- QUOTED PASSAGE:
- Opening Delimiter -
# Calculate $\lim\limits_{ x\to \infty} \frac{\ln(x)}{x^a}$ where $a > 0$ [duplicate]

I want to calculate $$\lim\limits_{ x\to \infty} \frac{\ln(x)}{x^a}$$ where $$a > 0$$
It looks simple because if $$a>0$$ then $$x^a$$ it grows asymptotically faster than $$\ln(x)$$ so $$\lim\limits_{ x\to \infty} \frac{\ln(x)}{x^a} = 0$$ But I don't know how to formally justify that. I am thinking about something what I was doing in case of sequences: $$\frac{\ln(x+1)}{(x+1)^a} \cdot \frac{x^a}{\ln(x)}$$ But it have no sense because sequences was being considered in $$\mathbb N$$ but functions like that are considered in $$\mathbb R$$ I can't use there hospital's rule

## marked as duplicate by rtybase, Robert Wolfe, Hans Lundmark, Simply Beautiful Art, Lord Shark the UnknownJan 20 at 5:33

• Hint: You can use the change of variable $x = e^y$. – Matheus Manzatto Jan 20 at 1:05
• Why you haven´t applied l´hospital? – callculus Jan 20 at 1:07
• because I can't use that there. – VirtualUser Jan 20 at 1:08
• Here, Propositions 2.2 is a proof of $\frac{x^{\varepsilon}}{\ln{x}} \rightarrow \infty$ – rtybase Jan 20 at 1:47
• Here is another one ... – rtybase Jan 20 at 1:54

Lemma: Let $$f,g: \mathbb{R}\to \mathbb{R}$$ be continuous functions such that $$\lim\limits_{t\rightarrow \infty} g(t) = \infty$$ and $$\lim\limits_{t\rightarrow \infty} f\left(g(t)\right) = L,$$ then $$\lim\limits_{t\rightarrow \infty} f(t) = L.$$

Proof: We need to show that for every $$\varepsilon>0$$, there exists $$M >0$$, such that $$\forall \ t>M \Rightarrow \ \left|f(t) - L\right|<\varepsilon.$$

Let $$\varepsilon$$ be a number greater than zero, once $$\lim\limits_{t\rightarrow \infty} f\left(g(t)\right) = L$$, there exists $$M_1 >0$$ such that

$$\forall \ t>M_1 \ \Rightarrow |f(g(t)) - L|<\varepsilon. \quad (1)$$

Define $$M_2 := \inf\{g(t), \ t > M_1\}$$. Once $$g(t) \rightarrow \infty$$ when $$t \rightarrow \infty$$, by the mean value theorem, for every $$s> M_2$$, there exists $$z> M_1$$ satisfying $$g(z) = s$$. Therefore using the previous conclusion and (1) we are able to conclude

$$\forall s > M_2 \ \Rightarrow |f(s) - L | < \varepsilon,$$ which demonstrates the lemma.
- Closing Delimiter -
- SUPPLIED INFORMATION:
- Opening Delimiter -
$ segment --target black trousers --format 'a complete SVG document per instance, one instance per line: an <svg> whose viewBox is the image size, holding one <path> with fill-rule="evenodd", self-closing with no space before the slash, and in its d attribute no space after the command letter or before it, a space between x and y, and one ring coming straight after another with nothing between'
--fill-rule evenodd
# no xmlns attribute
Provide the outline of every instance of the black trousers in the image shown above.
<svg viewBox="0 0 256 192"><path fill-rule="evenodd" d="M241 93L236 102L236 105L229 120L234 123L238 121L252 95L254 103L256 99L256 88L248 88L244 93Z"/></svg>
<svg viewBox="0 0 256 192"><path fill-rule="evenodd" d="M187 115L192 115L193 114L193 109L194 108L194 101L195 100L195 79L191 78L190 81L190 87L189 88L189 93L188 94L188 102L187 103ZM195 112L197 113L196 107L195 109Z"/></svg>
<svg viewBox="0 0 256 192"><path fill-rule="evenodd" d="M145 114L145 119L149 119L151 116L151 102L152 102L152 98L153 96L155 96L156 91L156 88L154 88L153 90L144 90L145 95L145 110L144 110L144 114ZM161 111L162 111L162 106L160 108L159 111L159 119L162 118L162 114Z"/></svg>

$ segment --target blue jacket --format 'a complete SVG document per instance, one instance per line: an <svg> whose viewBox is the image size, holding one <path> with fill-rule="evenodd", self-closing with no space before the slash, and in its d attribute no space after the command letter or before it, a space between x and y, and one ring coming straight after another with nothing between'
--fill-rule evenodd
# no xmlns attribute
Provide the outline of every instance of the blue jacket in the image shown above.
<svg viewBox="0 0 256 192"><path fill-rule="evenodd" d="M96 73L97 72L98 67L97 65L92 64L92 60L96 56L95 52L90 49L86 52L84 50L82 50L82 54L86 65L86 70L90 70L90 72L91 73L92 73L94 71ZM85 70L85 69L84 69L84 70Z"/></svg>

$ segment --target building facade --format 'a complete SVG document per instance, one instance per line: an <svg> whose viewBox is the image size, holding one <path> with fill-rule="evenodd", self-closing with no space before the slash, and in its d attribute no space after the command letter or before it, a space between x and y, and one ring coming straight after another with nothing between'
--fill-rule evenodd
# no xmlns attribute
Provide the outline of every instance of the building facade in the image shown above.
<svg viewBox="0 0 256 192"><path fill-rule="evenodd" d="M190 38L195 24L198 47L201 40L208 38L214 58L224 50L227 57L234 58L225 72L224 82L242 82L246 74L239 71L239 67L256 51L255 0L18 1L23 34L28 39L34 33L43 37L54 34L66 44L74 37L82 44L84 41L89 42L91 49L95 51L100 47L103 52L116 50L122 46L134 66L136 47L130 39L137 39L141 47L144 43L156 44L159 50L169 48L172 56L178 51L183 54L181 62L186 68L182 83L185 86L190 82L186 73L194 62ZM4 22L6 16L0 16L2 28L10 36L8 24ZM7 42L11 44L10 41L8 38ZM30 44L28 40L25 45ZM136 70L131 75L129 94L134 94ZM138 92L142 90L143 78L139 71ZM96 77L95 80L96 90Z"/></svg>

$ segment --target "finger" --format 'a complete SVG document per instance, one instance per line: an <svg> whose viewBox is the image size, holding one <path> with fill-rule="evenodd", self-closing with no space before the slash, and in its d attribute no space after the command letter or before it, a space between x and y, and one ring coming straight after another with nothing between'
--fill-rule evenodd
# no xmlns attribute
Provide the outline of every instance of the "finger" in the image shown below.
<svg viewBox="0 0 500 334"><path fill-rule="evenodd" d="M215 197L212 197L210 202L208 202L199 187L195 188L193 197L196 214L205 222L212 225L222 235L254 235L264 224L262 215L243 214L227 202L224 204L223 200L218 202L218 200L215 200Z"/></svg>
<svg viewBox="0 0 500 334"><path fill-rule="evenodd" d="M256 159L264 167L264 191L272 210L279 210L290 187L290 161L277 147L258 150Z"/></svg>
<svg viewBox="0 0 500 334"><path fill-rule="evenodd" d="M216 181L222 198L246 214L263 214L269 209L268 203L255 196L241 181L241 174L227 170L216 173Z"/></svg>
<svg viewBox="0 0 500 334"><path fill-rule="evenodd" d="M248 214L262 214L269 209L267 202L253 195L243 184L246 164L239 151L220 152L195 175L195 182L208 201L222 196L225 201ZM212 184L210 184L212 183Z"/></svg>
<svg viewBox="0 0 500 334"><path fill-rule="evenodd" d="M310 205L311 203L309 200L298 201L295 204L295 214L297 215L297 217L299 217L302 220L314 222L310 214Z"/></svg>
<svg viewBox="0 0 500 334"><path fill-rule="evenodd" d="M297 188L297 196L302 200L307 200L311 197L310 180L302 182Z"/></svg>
- Closing Delimiter -
- WHAT THIS TASK INVOLVES: Reproduce the part of the limit thread that opens with the words containing "Let $$\varepsilon$$ be" and closes with "demonstrates the lemma.".

- SOLUTION TO THIS EXERCISE:
Let $$\varepsilon$$ be a number greater than zero, once $$\lim\limits_{t\rightarrow \infty} f\left(g(t)\right) = L$$, there exists $$M_1 >0$$ such that

$$\forall \ t>M_1 \ \Rightarrow |f(g(t)) - L|<\varepsilon. \quad (1)$$

Define $$M_2 := \inf\{g(t), \ t > M_1\}$$. Once $$g(t) \rightarrow \infty$$ when $$t \rightarrow \infty$$, by the mean value theorem, for every $$s> M_2$$, there exists $$z> M_1$$ satisfying $$g(z) = s$$. Therefore using the previous conclusion and (1) we are able to conclude

$$\forall s > M_2 \ \Rightarrow |f(s) - L | < \varepsilon,$$ which demonstrates the lemma.